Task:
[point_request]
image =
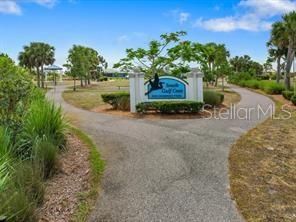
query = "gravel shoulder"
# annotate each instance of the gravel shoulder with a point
(165, 170)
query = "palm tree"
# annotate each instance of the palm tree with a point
(289, 22)
(277, 46)
(36, 56)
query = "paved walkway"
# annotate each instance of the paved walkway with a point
(165, 170)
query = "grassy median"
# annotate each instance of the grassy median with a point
(262, 166)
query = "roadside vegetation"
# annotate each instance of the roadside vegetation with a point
(33, 139)
(262, 162)
(32, 133)
(262, 169)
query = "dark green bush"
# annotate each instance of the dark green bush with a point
(271, 87)
(170, 106)
(237, 77)
(293, 99)
(252, 83)
(44, 157)
(43, 121)
(287, 94)
(101, 79)
(15, 88)
(24, 193)
(213, 98)
(119, 101)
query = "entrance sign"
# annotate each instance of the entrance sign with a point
(165, 88)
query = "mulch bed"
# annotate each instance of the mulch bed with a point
(63, 189)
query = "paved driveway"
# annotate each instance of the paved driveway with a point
(165, 170)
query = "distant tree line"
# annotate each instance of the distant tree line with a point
(282, 46)
(83, 63)
(171, 55)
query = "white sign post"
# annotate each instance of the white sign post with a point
(168, 88)
(136, 89)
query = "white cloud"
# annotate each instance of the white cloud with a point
(14, 6)
(255, 18)
(47, 3)
(183, 17)
(9, 7)
(122, 39)
(178, 15)
(269, 8)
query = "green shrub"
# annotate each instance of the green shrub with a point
(271, 87)
(44, 157)
(170, 106)
(101, 79)
(213, 98)
(120, 100)
(252, 83)
(5, 141)
(43, 121)
(23, 194)
(293, 99)
(15, 88)
(235, 78)
(287, 94)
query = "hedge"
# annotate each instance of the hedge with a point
(270, 87)
(119, 101)
(287, 94)
(170, 106)
(213, 98)
(293, 99)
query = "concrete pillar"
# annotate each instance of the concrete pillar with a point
(195, 85)
(137, 91)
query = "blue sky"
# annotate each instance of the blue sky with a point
(111, 26)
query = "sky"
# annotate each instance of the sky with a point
(111, 26)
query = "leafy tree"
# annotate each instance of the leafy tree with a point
(244, 64)
(159, 58)
(15, 86)
(289, 22)
(36, 56)
(282, 45)
(83, 62)
(277, 49)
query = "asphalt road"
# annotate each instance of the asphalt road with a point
(166, 170)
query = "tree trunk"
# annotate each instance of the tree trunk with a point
(216, 81)
(278, 74)
(74, 87)
(38, 77)
(42, 77)
(290, 58)
(55, 78)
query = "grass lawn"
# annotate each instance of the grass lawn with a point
(262, 167)
(90, 97)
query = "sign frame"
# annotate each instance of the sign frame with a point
(181, 81)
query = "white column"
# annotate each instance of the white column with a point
(61, 76)
(195, 82)
(200, 87)
(136, 81)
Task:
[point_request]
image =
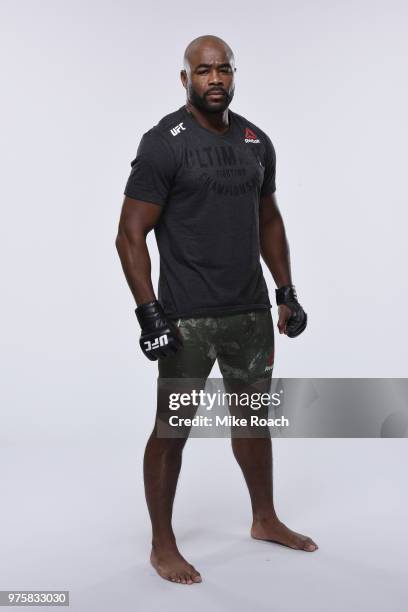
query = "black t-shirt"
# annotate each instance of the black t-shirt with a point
(209, 187)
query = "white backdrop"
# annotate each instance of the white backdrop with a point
(82, 81)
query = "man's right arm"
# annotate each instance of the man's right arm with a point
(137, 219)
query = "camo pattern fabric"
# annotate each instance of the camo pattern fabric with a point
(242, 343)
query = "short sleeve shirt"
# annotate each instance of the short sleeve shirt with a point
(208, 186)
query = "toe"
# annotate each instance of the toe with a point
(310, 545)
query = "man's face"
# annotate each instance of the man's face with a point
(211, 69)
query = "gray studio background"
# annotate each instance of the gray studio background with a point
(81, 82)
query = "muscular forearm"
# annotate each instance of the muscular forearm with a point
(275, 250)
(136, 264)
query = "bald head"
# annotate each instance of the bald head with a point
(208, 74)
(195, 48)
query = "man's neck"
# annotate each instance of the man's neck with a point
(215, 122)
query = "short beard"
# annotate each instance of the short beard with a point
(201, 102)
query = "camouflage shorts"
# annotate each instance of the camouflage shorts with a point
(242, 343)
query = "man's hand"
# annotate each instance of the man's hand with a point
(160, 337)
(292, 318)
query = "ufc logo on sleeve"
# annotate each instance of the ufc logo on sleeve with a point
(176, 130)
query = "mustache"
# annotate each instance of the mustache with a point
(216, 90)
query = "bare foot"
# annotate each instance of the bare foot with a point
(171, 565)
(273, 530)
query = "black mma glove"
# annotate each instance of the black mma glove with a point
(298, 321)
(160, 337)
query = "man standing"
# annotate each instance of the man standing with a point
(204, 179)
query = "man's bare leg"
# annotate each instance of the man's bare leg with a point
(161, 466)
(254, 455)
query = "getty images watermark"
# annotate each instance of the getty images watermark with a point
(284, 407)
(253, 401)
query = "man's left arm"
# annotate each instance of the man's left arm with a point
(275, 253)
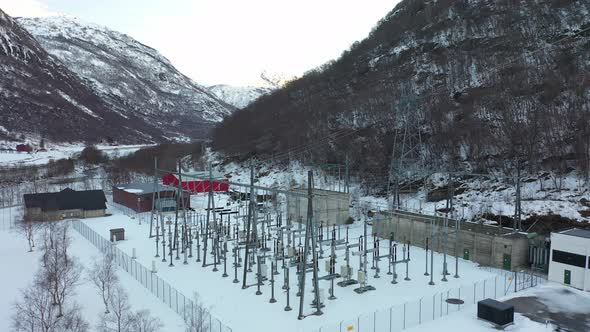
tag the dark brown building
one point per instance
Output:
(67, 203)
(138, 197)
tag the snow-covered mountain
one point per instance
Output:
(238, 96)
(134, 79)
(39, 95)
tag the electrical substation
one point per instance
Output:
(303, 250)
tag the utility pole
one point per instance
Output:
(248, 226)
(517, 225)
(347, 174)
(309, 235)
(209, 211)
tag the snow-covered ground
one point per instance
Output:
(19, 267)
(561, 301)
(227, 300)
(60, 152)
(542, 194)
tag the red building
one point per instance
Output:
(139, 196)
(23, 148)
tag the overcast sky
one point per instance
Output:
(228, 41)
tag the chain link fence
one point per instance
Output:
(429, 308)
(184, 306)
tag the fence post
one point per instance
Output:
(374, 320)
(420, 311)
(433, 305)
(390, 319)
(495, 287)
(405, 315)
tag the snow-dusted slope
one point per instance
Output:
(127, 74)
(238, 96)
(39, 95)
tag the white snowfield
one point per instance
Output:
(19, 267)
(227, 301)
(242, 310)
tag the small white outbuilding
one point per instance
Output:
(569, 262)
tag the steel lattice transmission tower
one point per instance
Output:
(407, 159)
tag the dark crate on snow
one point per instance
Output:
(499, 313)
(118, 233)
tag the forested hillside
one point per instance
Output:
(485, 81)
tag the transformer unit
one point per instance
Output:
(498, 313)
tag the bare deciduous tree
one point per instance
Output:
(142, 321)
(120, 318)
(60, 272)
(27, 228)
(36, 312)
(103, 275)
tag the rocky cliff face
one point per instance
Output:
(38, 94)
(483, 81)
(130, 83)
(238, 96)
※ ※ ※
## Required work
Render the stretch of the records above, from the line containing "tag the overcast sky" through the end of the records, as a JSON list of strings with one string per line, leaving out any blank lines.

## Result of the task
[
  "tag the overcast sky",
  "one point per instance",
  "Output:",
  "(228, 41)",
  "tag the chain link fence",
  "one point per instance",
  "Output:",
  "(429, 308)",
  "(184, 306)",
  "tag the fence post",
  "one point per instance",
  "Output:",
  "(374, 320)",
  "(420, 311)",
  "(433, 305)",
  "(390, 319)",
  "(495, 287)",
  "(405, 315)",
  "tag the snow-dusted slope",
  "one point per instance",
  "Output:",
  "(127, 74)",
  "(238, 96)",
  "(39, 95)",
  "tag the white snowfield",
  "one point per instance",
  "Output:",
  "(19, 267)",
  "(227, 301)",
  "(242, 310)",
  "tag the small white outbuilding",
  "one point per instance",
  "Output:",
  "(569, 262)",
  "tag the steel lattice transmission tower",
  "one point per instance",
  "Output:",
  "(407, 159)",
  "tag the dark crate on snow",
  "one point per instance",
  "Output:",
  "(499, 313)",
  "(118, 233)",
  "tag the forested hillside",
  "one point per instance",
  "Output:",
  "(485, 81)",
  "tag the transformer unit",
  "one point per instance",
  "Output:",
  "(498, 313)",
  "tag the bare deciduous tree",
  "one point per instance",
  "Output:",
  "(142, 321)",
  "(120, 318)",
  "(60, 272)",
  "(27, 228)",
  "(36, 312)",
  "(103, 275)",
  "tag the rocky cliff face",
  "one point per instance",
  "Output:",
  "(38, 94)",
  "(483, 81)",
  "(130, 83)",
  "(238, 96)"
]